課題.
1. リストの中で「tall」という語を含む行をすべて探し、一行ずつそのまま書き写してください。
2. ランニングシューズのヒモの締め方を説明した文章の最後の文の後に、続きを書き足してください。

さらにこの体制は、横アーチの角度も保たれている状態です。この状態で横アーチに両サイドから圧力をかけてあげれば、シューズにアーチのサポート機能を持たせることが出来ます。
横アーチの機能が高まれば、衝撃吸収能力が高まることは、前回のブログで説明した通りです。
シューズを単なる履くだけの道具として使うか、サポート機能を引き出しパフォーマンス向上の道具として使うかは、履き方次第です。
横アーチは、潰れる事で機能を発揮します。ですのでこのシューズでは、補強以外の部分は柔らかい素材で作ってあり、補強部分で横アーチサポートをしながら、広がるように出来ています。
凄くよく考えてあり、ランニングシューズの基本を踏まえたとても良いシューズです。
ヒモのテンションの掛け方です。最初にヒモは、すべて緩ませます。
赤い線で示す。1~3本目のヒモは、しっかり締めます。1本目から順番に一本一本、しっかり締めます。
中足骨部分の足の甲とシューズがしっかり密着し、拇趾球と小趾球が、両サイドから圧力がかかるくらいが目安です。
足の甲がやや圧迫される感じです。それくらいが丁度いいです。アーチが一番高くなっている状態でヒモを結んでますので、そのような感触になります。
足に体重を乗せれば、アーチは下がり、足の幅が広がります。シューズもそれに合わせてたわんでくれますので、足の甲が過剰に圧迫されずにシューズの固定力は保たれます。
ランニングシューズのヒモは、普段履きの靴と同じ感覚で結んでは絶対にダメです。
何キロ、何十キロと長時間に渡って、足を体重の3倍のもの衝撃にさらすわけですから、しっかり密着させる必要があります。
普段の練習の時も毎回、手を抜かずヒモにテンションを掛けましょう。普段からやらなければケガ予防になりません。
大丈夫

4本目(緑の矢印)のヒモは、最初のヒモよりテンションをやや弱めて締めます。
5~6本目のヒモは、踵とシューズを固定させる場所です。
立った時に踵の後ろとシューズに隙間が出来ないように密着させるように締めます。
両くるぶしあたりに隙間が出来るのは、通常です。足の形でそうなります。
踵がしっかりホールドされている感じがいい状態です。
ここのヒモを強く締めすぎると、足が痛くなります。
だからと言って緩く締めないでくださいね。
普段から緩い人は、少し強く締めて下さい。
全部締め終わったら、ヒモのテンションが適正か確認します。
写真のシューズでは、ヒモを結んでも、足指の空間は広くできているので指の動きは全く問題なしです。
歩いた時に小指側が少し窮屈なくらいでちょうどいいです。
中足骨が両サイドから圧が掛かっているか確認して下さい。
本当は、小指も窮屈にしたくはないのですが、拇趾球と小趾球の位置がズレているので仕方ありません。ほとんどのシューズが拇趾球に合わせて締めるように作られているので、どうしても小指は窮屈になるのです。多少の我慢です。
地面を観ずに正面をみて、軽く走ってみましょう。

提示リスト.
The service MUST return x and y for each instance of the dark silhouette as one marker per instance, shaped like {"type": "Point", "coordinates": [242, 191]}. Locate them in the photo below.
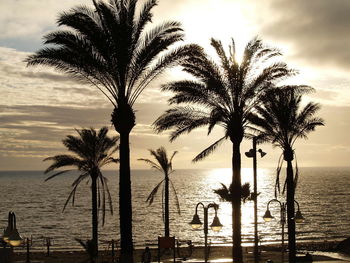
{"type": "Point", "coordinates": [92, 150]}
{"type": "Point", "coordinates": [146, 256]}
{"type": "Point", "coordinates": [226, 194]}
{"type": "Point", "coordinates": [164, 165]}
{"type": "Point", "coordinates": [108, 48]}
{"type": "Point", "coordinates": [282, 121]}
{"type": "Point", "coordinates": [89, 248]}
{"type": "Point", "coordinates": [223, 95]}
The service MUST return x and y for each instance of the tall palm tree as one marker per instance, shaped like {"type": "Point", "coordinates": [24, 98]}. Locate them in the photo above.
{"type": "Point", "coordinates": [223, 94]}
{"type": "Point", "coordinates": [164, 165]}
{"type": "Point", "coordinates": [91, 151]}
{"type": "Point", "coordinates": [282, 121]}
{"type": "Point", "coordinates": [226, 193]}
{"type": "Point", "coordinates": [108, 47]}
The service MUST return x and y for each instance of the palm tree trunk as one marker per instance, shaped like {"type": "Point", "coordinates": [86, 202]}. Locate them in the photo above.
{"type": "Point", "coordinates": [94, 215]}
{"type": "Point", "coordinates": [290, 212]}
{"type": "Point", "coordinates": [166, 206]}
{"type": "Point", "coordinates": [125, 205]}
{"type": "Point", "coordinates": [236, 204]}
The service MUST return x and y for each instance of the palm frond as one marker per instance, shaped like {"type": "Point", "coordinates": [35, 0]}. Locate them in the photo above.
{"type": "Point", "coordinates": [208, 150]}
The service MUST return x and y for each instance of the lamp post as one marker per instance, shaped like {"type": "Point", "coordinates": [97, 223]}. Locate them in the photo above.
{"type": "Point", "coordinates": [215, 226]}
{"type": "Point", "coordinates": [283, 205]}
{"type": "Point", "coordinates": [252, 154]}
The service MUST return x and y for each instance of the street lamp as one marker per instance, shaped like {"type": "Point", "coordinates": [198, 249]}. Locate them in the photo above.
{"type": "Point", "coordinates": [215, 226]}
{"type": "Point", "coordinates": [252, 154]}
{"type": "Point", "coordinates": [283, 205]}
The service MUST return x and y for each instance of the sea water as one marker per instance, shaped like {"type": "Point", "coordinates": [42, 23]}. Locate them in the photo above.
{"type": "Point", "coordinates": [323, 195]}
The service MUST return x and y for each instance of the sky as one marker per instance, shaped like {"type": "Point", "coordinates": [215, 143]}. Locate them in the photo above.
{"type": "Point", "coordinates": [39, 106]}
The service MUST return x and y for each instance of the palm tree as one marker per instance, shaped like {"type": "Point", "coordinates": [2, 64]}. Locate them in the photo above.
{"type": "Point", "coordinates": [226, 193]}
{"type": "Point", "coordinates": [91, 151]}
{"type": "Point", "coordinates": [282, 121]}
{"type": "Point", "coordinates": [108, 47]}
{"type": "Point", "coordinates": [163, 165]}
{"type": "Point", "coordinates": [223, 94]}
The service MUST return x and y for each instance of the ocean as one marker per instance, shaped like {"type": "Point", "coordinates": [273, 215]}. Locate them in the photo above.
{"type": "Point", "coordinates": [323, 195]}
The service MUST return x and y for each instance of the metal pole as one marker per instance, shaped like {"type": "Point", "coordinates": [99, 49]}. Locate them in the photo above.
{"type": "Point", "coordinates": [206, 234]}
{"type": "Point", "coordinates": [28, 255]}
{"type": "Point", "coordinates": [256, 238]}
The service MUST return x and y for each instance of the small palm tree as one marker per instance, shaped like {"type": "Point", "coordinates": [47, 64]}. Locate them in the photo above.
{"type": "Point", "coordinates": [164, 165]}
{"type": "Point", "coordinates": [223, 94]}
{"type": "Point", "coordinates": [91, 151]}
{"type": "Point", "coordinates": [112, 48]}
{"type": "Point", "coordinates": [282, 121]}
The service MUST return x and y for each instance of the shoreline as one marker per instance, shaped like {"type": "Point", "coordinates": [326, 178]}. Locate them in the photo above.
{"type": "Point", "coordinates": [272, 252]}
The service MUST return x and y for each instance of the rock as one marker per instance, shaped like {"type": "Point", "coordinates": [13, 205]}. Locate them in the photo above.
{"type": "Point", "coordinates": [344, 246]}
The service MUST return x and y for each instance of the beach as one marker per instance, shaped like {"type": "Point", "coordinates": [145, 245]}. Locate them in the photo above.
{"type": "Point", "coordinates": [217, 254]}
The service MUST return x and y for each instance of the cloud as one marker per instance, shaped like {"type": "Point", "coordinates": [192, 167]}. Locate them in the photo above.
{"type": "Point", "coordinates": [317, 30]}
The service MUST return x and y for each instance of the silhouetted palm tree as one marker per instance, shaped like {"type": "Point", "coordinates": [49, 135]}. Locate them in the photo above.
{"type": "Point", "coordinates": [282, 121]}
{"type": "Point", "coordinates": [226, 193]}
{"type": "Point", "coordinates": [91, 151]}
{"type": "Point", "coordinates": [108, 47]}
{"type": "Point", "coordinates": [224, 94]}
{"type": "Point", "coordinates": [163, 165]}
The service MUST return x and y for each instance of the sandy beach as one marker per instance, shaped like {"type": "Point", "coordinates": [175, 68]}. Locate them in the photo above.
{"type": "Point", "coordinates": [217, 254]}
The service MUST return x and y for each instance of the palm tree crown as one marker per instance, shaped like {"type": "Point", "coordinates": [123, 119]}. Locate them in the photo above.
{"type": "Point", "coordinates": [108, 47]}
{"type": "Point", "coordinates": [282, 120]}
{"type": "Point", "coordinates": [164, 165]}
{"type": "Point", "coordinates": [91, 151]}
{"type": "Point", "coordinates": [223, 94]}
{"type": "Point", "coordinates": [226, 93]}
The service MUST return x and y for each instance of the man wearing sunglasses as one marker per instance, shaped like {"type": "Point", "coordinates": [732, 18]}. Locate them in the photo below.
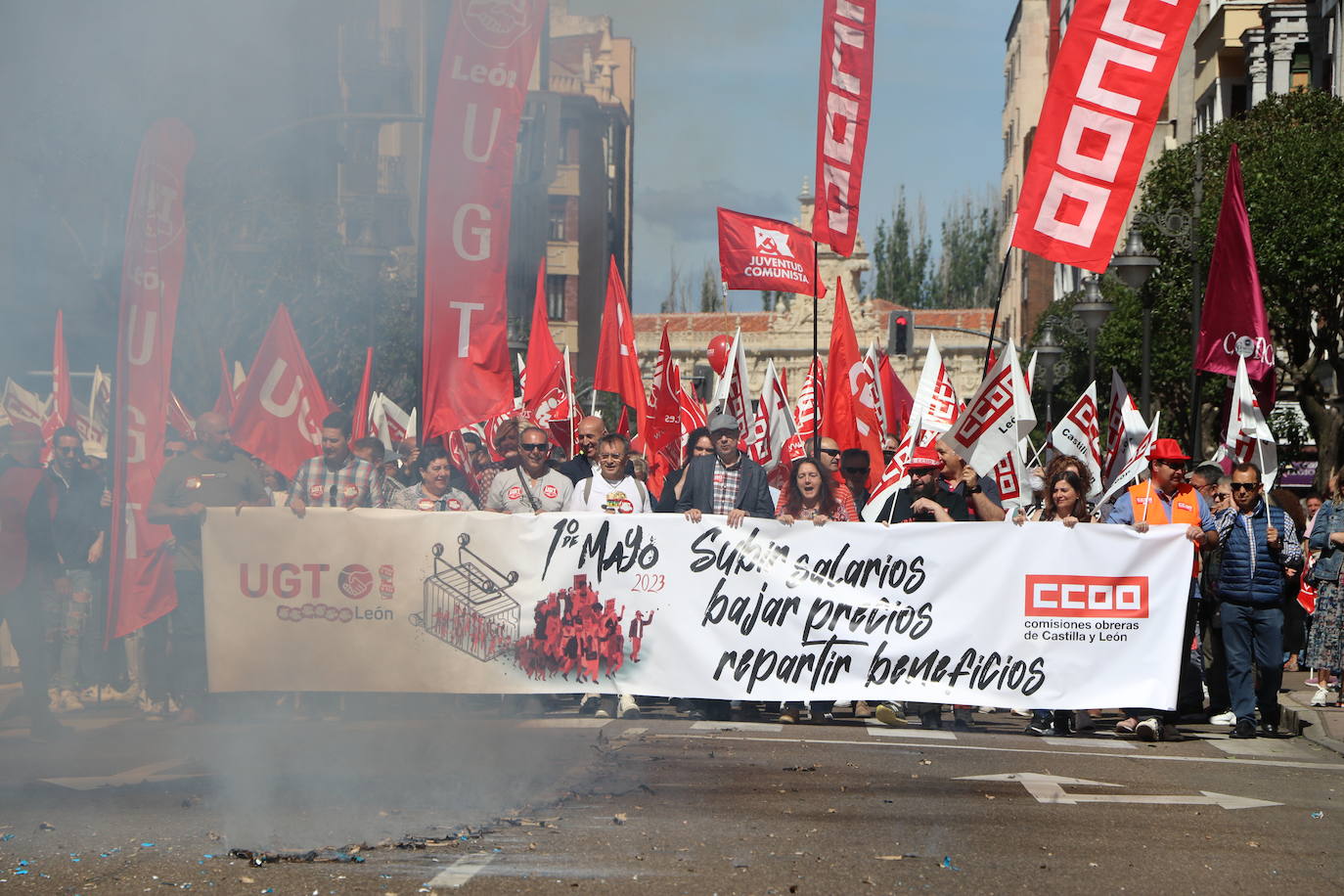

課題の解答.
1.
The service MUST return x and y for each instance of the tall palm tree as one marker per instance, shaped like {"type": "Point", "coordinates": [24, 98]}. Locate them in the photo above.

2.
緩いようなら、もう少しテンションを掛けてみましょう。
1~3本目がきつくて痛いようなら、少し緩めます。1~3本目がきつければ、走り始めるとすぐに分かります。走り始めて何キロも走ってから「やっぱりきつい」という事はほぼ無いです。
ヒモのテンションは、何回かやって自分に合ったテンションを探してみて下さい。
ちなみにわたくしは、1~3本目はかなりきつく締めます。
ランニングシューズのヒモの素材は、「綿」の方がテンション調整がしやすいです。綿の方が摩擦力が強く、ヒモの穴毎にテンションを変えて微調整できます。
大事なポイント

元々サイズがあっていないシューズは、何をやっても合いません。足をダメにするだけです

小さいシューズ、大きなシューズは、この方法でヒモを結んでも無駄です。何をやっても無駄です。足の機能不全は防げません。
シューフィッターの方の記事が新聞に載ったことがありましたけど、日本人の99パーセントが「大きなサイズ」「大きなワイドサイズ」でもって、適正なシューズを履いていないそうです。大きくて合わないそうです。
女性は、「小さい靴を履く傾向にある」とよく言われますが、実際はそうではないらしいです。やはり大きなサイズを選んでしまうようです。
ジャストサイズの靴を履いたけど、履き方が悪くて足にトラブルを抱えたのに、「トラブルの原因は小さなシューズだ」と勘違いしてしまうようです。
また外反母趾が女性に多いことから、「小さいシューズを履くから外反母趾になった。」と思われているようです。
そもそも小さいシューズって、履くの大変ですよ。すぐに気が付きますよ。
シューズは、ジャストサイズを選んでください。でも問題はそのジャストサイズという感覚が、人によって全然異なる事が問題なんですよね・・・・・・・・・。
さらにシューズのサイズ合わせにもコツがあります。それはまた別の機会に。
さて、こんなにしっかりヒモを結んでもいいものか、心配になりますよね。「指の動きが悪くなる」か心配ですよね。では実験です。

写真のように中足骨のあたりを手で掴んで圧力を掛けて、指が動くかやってみて下さい。
そこそこ強くつかんでも、意外と指は動きますよね。浮指でもともと指が動かないのは別ですよ。
中足骨だけを締めるだけなら、他の関節の邪魔はしないんですよ。それに両サイドから圧がかかる程度ですから。
別の心配で、「足を圧迫すると、血流が悪くなる」という心配です。
ランニング用の機能性ソックスや足首保護用のサポーターが、ありますよね。
結構、足を締め付けていませんか。
それからランニング用の加圧タイツ。足に圧を掛けてますよね。
つまりそれくらいの圧なら全く問題ないわけです。
サイズがあっているシューズならヒモを締めても、主に横方向にテンションがかかるだけで、足を上から潰すような圧はほとんど掛かりません。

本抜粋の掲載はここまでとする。